Output the data exactly, with every line intact.

-- BEGIN Given data --

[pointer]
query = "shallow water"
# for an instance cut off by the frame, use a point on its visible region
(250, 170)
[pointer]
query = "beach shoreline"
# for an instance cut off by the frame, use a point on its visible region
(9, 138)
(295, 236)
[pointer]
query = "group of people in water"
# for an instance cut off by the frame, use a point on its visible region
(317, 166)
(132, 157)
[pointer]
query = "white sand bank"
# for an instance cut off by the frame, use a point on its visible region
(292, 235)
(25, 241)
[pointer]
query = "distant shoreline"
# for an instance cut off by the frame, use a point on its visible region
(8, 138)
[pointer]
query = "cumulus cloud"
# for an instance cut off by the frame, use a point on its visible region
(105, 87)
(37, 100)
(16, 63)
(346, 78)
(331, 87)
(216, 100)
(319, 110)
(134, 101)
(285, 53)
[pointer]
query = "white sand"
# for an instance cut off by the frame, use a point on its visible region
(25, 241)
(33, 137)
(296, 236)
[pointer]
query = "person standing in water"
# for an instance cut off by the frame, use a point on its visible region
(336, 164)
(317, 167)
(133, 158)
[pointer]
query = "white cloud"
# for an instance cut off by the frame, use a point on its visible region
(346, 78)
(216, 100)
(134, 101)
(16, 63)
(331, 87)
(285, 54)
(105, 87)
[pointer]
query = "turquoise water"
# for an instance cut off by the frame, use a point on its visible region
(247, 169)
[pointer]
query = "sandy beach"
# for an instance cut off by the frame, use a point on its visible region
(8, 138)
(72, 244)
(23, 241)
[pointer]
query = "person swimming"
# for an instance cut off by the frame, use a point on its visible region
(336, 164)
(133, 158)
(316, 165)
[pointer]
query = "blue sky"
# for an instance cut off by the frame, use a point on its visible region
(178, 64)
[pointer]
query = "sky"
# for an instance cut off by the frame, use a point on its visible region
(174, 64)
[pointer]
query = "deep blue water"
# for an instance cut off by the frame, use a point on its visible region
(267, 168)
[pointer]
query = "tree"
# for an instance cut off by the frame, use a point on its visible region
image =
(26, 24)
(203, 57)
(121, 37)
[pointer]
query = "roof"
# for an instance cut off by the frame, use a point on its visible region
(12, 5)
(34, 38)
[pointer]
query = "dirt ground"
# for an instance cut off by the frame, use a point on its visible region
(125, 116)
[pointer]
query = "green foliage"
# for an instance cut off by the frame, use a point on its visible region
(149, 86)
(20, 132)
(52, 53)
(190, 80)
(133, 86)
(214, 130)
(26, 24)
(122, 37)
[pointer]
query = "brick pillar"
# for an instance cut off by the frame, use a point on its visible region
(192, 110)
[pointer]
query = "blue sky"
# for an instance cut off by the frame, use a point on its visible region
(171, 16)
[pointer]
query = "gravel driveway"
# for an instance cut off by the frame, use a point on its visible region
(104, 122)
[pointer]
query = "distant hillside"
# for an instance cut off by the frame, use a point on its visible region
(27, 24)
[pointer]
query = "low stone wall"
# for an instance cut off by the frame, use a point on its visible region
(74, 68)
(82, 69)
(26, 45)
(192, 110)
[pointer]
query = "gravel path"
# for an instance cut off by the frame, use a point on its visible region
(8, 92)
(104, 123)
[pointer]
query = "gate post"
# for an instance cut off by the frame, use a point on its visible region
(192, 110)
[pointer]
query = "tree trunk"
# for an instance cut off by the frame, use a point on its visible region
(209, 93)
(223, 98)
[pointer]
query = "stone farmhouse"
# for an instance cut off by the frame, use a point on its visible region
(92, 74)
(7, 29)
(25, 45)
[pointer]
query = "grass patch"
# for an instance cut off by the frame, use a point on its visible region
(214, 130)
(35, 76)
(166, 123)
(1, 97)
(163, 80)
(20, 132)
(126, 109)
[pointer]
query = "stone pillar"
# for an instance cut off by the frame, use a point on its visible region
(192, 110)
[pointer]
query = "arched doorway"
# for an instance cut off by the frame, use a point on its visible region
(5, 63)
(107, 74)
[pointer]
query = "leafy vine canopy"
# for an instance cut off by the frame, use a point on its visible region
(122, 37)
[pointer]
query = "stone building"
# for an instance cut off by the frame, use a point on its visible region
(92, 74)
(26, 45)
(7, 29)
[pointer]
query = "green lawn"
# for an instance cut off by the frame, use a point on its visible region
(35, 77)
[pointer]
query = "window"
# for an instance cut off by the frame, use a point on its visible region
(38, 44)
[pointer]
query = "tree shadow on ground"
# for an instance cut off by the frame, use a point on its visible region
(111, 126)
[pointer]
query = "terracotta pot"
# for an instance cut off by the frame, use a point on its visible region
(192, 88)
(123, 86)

-- END Given data --

→ Response:
[pointer]
query = "shallow water"
# for an instance cut off by the frame, use a point on its visible region
(250, 170)
[pointer]
query = "beach shoreline"
# for an instance cut off by the frame, use a point on its visible region
(9, 138)
(295, 236)
[pointer]
query = "group of people in water"
# for an instance cut off by the frame, use a point on its visible region
(317, 166)
(132, 157)
[pointer]
query = "white sand bank"
# for an instance cut off by the frame, use a point on its visible region
(292, 235)
(25, 241)
[pointer]
query = "distant shoreline"
# for an instance cut off by the frame, use a point on its visible region
(8, 138)
[pointer]
query = "cumulus cloud"
# for an instance cut off by the frame, use a point on its visible region
(105, 87)
(37, 100)
(16, 63)
(346, 78)
(331, 87)
(216, 100)
(319, 110)
(134, 101)
(285, 53)
[pointer]
query = "white sand"
# for an instance cut off by the frame, use a point on its visible region
(25, 241)
(33, 137)
(296, 236)
[pointer]
query = "person standing in water"
# for an instance cut off by the frame, use a point on its visible region
(336, 164)
(317, 167)
(133, 158)
[pointer]
query = "white cloud"
# for an instance cut off by the frame, use a point on its visible region
(346, 78)
(216, 100)
(134, 101)
(16, 63)
(331, 87)
(285, 54)
(105, 87)
[pointer]
query = "turquoise water"
# for an instance cut off by the frame, use a point on its visible region
(247, 169)
[pointer]
query = "sandy beach"
# for an instance cut off by the frame, use a point on its visible region
(8, 138)
(72, 244)
(23, 241)
[pointer]
query = "person swimming"
# for an instance cut off by the frame, use a point on its visible region
(336, 164)
(133, 158)
(316, 165)
[pointer]
query = "blue sky"
# for an instance cut off by the frame, use a point on its visible region
(178, 64)
[pointer]
query = "sky"
# for an instance cut off by the frame, use a point on its visible region
(174, 64)
[pointer]
query = "deep blue water"
# for an instance cut off by the frame, use a point on its visible region
(267, 168)
[pointer]
query = "tree"
# for an instance cut off by the frame, use a point on its visible region
image =
(26, 24)
(203, 57)
(121, 37)
[pointer]
query = "roof"
# for an instance cut off by the frame, use a point on its visible region
(12, 5)
(34, 38)
[pointer]
query = "dirt ground"
# for an instance cut off by the frame, use a point on its visible region
(125, 116)
[pointer]
query = "green foliage"
# for an instance cut off by the frame, use a point on its visible region
(149, 86)
(20, 132)
(52, 53)
(190, 80)
(133, 86)
(214, 130)
(26, 24)
(122, 37)
[pointer]
query = "brick pillar"
# for an instance cut off by the frame, use a point on its visible region
(192, 110)
[pointer]
query = "blue sky"
# for an instance cut off by the frame, use a point on its visible region
(171, 16)
[pointer]
query = "gravel driveway"
# for an instance cut off by the frame, use a point on its visible region
(104, 122)
[pointer]
query = "distant hillside"
# for an instance cut off by the frame, use a point on its visible region
(27, 24)
[pointer]
query = "low stone wall"
# for an instance cut off by the frame, use a point on its visible region
(74, 68)
(82, 69)
(26, 45)
(192, 110)
[pointer]
query = "gravel path"
# for an instance cut off by the frame, use a point on its visible region
(8, 92)
(104, 123)
[pointer]
query = "gate post"
# for an instance cut off by the frame, use a point on its visible region
(192, 110)
[pointer]
query = "tree trunk"
# for an instance cut off by the frame, use a point on its visible region
(209, 93)
(223, 98)
[pointer]
query = "stone farmhouse"
# for an instance cut off by the frame, use a point on its visible region
(92, 74)
(7, 29)
(25, 45)
[pointer]
query = "grass patch"
# for an instance cut off by the frame, use a point on its visible region
(214, 130)
(35, 76)
(166, 123)
(1, 97)
(163, 80)
(20, 132)
(126, 109)
[pointer]
query = "stone pillar"
# for an instance cut off by the frame, use a point on its visible region
(192, 110)
[pointer]
query = "arched doorway"
# for an instance cut off by the frame, use a point on its visible region
(5, 63)
(107, 74)
[pointer]
query = "leafy vine canopy"
# for an instance cut off by the frame, use a point on its visible region
(122, 37)
[pointer]
query = "stone building"
# for an instance cut off by the frame, use a point on its visible region
(92, 74)
(26, 45)
(7, 29)
[pointer]
query = "green lawn"
# for an instance cut off by the frame, use a point on its visible region
(35, 77)
[pointer]
query = "window"
# for an instance cut off by the frame, use a point on its visible region
(38, 44)
[pointer]
query = "tree shadow on ground"
# for an instance cut off by the frame, use a point on its visible region
(111, 126)
[pointer]
query = "terracotta pot"
# for an instance cut off by the frame, use a point on its visible region
(192, 88)
(123, 86)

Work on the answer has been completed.